Kisah AM Fatwa Cendekiawan Muslim Pejuang dan Politisi

Nama AM Fatwa identik dengan ikon perlawanan dan sikap kritisnya terhadap rezim otoriter Orde Lama maupun Baru. Keteguhannya memperjuangkan keadilan serta kesewenang-wenangan rezim kala itu, membuat para pengusa tak pernah nyenyak tidurnya.

Sejak muda, lelaki kelahiran Bone, Sulawesi Selatan tersebut sudah akrab dengan teror dan tindakan represif kedua rezim. Baginya, rumah sakit dan penjara bak hal yang biasa.

Bacaan Lainnya

Terakhir kali AM Fatwa dipenjara ketika kasus Lembaran Putih Peristiwa Tanjung Priok, 12 September 1984. Khutbah-khutbah politiknya yang kritis terhadap rezim Orde Baru, membuat penguasa waktu itu gerah.

Dilansir Wikipedia, AM Fatwa dihukum 18 tahun (dijalani efektif 9 tahun lalu dapat amnesti) dari tuntutan seumur hidup. Jika diakumulasi, ia menghabiskan waktu selama 12 tahun di balik jeruji besi.

Atas segala penyiksaan yang dialami, ia merupakan satu-satunya warga negara yang pernah menuntut Pangkobkamtib di pengadilan.

Arahan Singkat A: Susun baris-baris catatan di bawah sebagai daftar JSON berisi string, satu string untuk setiap baris dan tanpa baris kosong. Mulailah dari baris catatan yang memuat "the blue advertising" sampai dengan baris terakhir catatan.

Baris dataset:

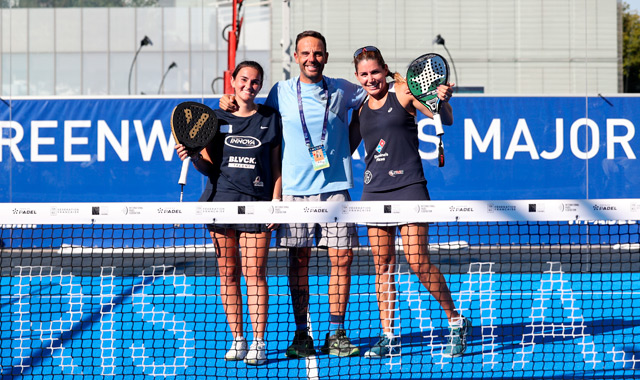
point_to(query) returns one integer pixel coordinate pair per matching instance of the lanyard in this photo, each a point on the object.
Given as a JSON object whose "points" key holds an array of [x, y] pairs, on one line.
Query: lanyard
{"points": [[305, 130]]}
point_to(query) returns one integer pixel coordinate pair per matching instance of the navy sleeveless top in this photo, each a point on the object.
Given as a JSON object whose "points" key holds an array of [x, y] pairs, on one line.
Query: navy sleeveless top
{"points": [[242, 151], [391, 143]]}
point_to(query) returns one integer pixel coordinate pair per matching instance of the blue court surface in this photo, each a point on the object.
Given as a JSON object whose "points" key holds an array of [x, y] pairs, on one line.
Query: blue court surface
{"points": [[165, 325]]}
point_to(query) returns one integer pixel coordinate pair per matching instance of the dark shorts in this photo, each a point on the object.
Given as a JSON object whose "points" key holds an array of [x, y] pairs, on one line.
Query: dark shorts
{"points": [[413, 192], [237, 197]]}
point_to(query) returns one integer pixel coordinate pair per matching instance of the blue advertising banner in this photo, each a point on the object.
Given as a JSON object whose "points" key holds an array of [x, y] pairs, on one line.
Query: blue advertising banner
{"points": [[76, 150]]}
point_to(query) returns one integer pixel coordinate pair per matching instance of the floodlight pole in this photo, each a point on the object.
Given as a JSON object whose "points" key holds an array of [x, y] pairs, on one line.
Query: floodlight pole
{"points": [[234, 33]]}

Arahan Singkat B: Tuliskan ulang bagian teks tentang AM Fatwa di atas, mulai dari "Sejak muda, lelaki" sampai dengan "Pangkobkamtib di pengadilan.".

Keluaran Lengkap A:
[
  "point_to(query) returns one integer pixel coordinate pair per matching instance of the blue advertising banner in this photo, each a point on the object.",
  "Given as a JSON object whose \"points\" key holds an array of [x, y] pairs, on one line.",
  "Query: blue advertising banner",
  "{\"points\": [[76, 150]]}",
  "point_to(query) returns one integer pixel coordinate pair per matching instance of the floodlight pole in this photo, each a point on the object.",
  "Given as a JSON object whose \"points\" key holds an array of [x, y] pairs, on one line.",
  "Query: floodlight pole",
  "{\"points\": [[234, 33]]}"
]

Keluaran Lengkap B:
Sejak muda, lelaki kelahiran Bone, Sulawesi Selatan tersebut sudah akrab dengan teror dan tindakan represif kedua rezim. Baginya, rumah sakit dan penjara bak hal yang biasa.

Bacaan Lainnya

Terakhir kali AM Fatwa dipenjara ketika kasus Lembaran Putih Peristiwa Tanjung Priok, 12 September 1984. Khutbah-khutbah politiknya yang kritis terhadap rezim Orde Baru, membuat penguasa waktu itu gerah.

Dilansir Wikipedia, AM Fatwa dihukum 18 tahun (dijalani efektif 9 tahun lalu dapat amnesti) dari tuntutan seumur hidup. Jika diakumulasi, ia menghabiskan waktu selama 12 tahun di balik jeruji besi.

Atas segala penyiksaan yang dialami, ia merupakan satu-satunya warga negara yang pernah menuntut Pangkobkamtib di pengadilan.